WHAT THIS TASK INVOLVES: Find the word "exercise" in the data, then copy each line where it is found.

(Referring expression data)
__________

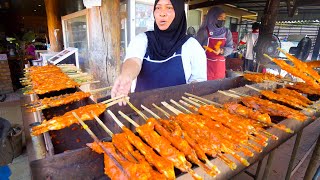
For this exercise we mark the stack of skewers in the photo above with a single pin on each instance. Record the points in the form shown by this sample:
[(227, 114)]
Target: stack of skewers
[(199, 129), (45, 79)]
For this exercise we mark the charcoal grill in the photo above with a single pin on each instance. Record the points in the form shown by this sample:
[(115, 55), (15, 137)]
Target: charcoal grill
[(68, 157)]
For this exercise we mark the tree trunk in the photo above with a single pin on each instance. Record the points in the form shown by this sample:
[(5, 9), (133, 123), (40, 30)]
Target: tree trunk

__________

PROBLEM SOLUTION:
For this exercise we mark the stack of skewers in the photo above with a single pin on each instance. Record the points in the form shown by this sample:
For this exercise we mark the charcoal grill in the photo above with a single pin on each instance. Record the points in the form shown by this sample:
For this exercise we mark the tree trunk in the photo above with a single pin on each instance. Record the points in the form shown by this sample:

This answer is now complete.